**Goal of the exercise:**
Would you return every entry below exactly as written, without its images?

[Available records — start]

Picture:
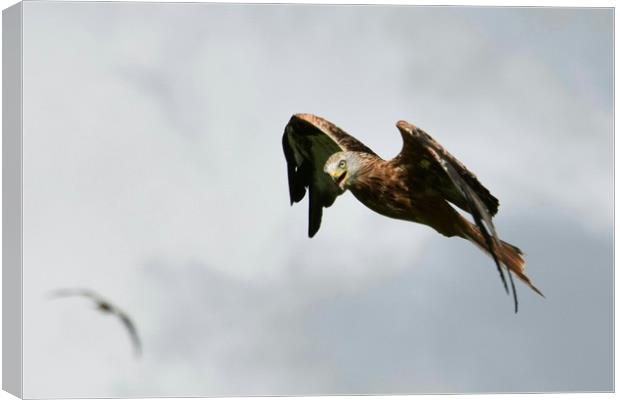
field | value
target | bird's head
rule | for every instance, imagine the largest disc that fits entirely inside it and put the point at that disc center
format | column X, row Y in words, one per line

[Available records — finish]

**Written solution:**
Picture:
field | value
target | bird's head
rule | for every instance, imagine the largest disc that fits entirely inside it and put the point at that disc center
format | column X, row Y in words, one per line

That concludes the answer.